■ **What you will do**
Put the lines of the records below into a numbered list, leaving out any blank lines. Include only the lines from the one containing "For every instance of the green" through the end of the records, both ends included.

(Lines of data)
::::::
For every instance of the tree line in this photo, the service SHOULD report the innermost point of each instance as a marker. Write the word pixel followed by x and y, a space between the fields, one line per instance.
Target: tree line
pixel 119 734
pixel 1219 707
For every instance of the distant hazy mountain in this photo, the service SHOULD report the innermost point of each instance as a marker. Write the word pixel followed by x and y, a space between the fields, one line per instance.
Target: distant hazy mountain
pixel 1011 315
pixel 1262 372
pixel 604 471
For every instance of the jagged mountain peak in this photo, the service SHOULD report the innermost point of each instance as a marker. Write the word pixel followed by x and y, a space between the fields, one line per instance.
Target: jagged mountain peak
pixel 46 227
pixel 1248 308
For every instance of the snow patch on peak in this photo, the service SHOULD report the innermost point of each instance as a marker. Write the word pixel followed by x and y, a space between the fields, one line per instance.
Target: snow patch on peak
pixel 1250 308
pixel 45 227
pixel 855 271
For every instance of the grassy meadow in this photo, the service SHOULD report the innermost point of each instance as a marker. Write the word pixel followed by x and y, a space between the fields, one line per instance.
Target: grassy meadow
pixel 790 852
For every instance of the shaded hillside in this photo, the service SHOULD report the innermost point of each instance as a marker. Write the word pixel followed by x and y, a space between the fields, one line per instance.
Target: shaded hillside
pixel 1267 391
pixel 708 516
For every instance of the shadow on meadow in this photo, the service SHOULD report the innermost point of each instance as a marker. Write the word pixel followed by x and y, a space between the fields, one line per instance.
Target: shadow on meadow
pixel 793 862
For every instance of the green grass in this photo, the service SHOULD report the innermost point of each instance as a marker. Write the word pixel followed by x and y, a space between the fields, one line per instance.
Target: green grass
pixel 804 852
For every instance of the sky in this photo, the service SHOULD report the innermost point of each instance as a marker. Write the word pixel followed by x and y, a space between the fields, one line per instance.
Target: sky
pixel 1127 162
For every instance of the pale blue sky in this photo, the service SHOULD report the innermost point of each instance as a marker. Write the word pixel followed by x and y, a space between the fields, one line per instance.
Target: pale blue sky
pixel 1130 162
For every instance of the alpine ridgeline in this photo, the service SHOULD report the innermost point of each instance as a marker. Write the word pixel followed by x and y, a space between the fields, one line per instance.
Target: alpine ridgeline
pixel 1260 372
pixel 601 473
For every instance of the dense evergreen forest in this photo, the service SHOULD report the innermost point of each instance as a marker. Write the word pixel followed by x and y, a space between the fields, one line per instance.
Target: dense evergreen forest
::::::
■ **Answer to this task**
1. For every instance of the green grass in this photo, the service SHOULD report the innermost point of each instance as a marker. Write the word pixel followed by x and y, a space between the fields, one line per instance.
2. Target: green grass
3. pixel 804 852
4. For every instance of the sky in this photo, the service SHOULD report the innermost point of each instance as a marker. Write the word pixel followed by x and y, a space between the fields, one line per instance.
5. Target: sky
6. pixel 1127 162
7. For every instance of the pale blue sky in this photo, the service SHOULD report the innermost point of each instance as a marker. Write the word pixel followed by x and y, a space between the fields, one line per instance.
8. Target: pale blue sky
9. pixel 1130 162
10. For every instance of the alpine ridgeline in this photo, the service SHOULD report the innermost point of each instance as a marker. Write the word pixel followed by x and y, a space between the fields, one line per instance.
11. Target: alpine ridgeline
12. pixel 1260 372
13. pixel 601 473
14. For every instance of the dense evergreen forest in this photo, the service SHOULD report the innermost point of each instance as a marker. Write the word pixel followed by x and y, a space between the fields, one line per instance.
15. Target: dense evergreen forest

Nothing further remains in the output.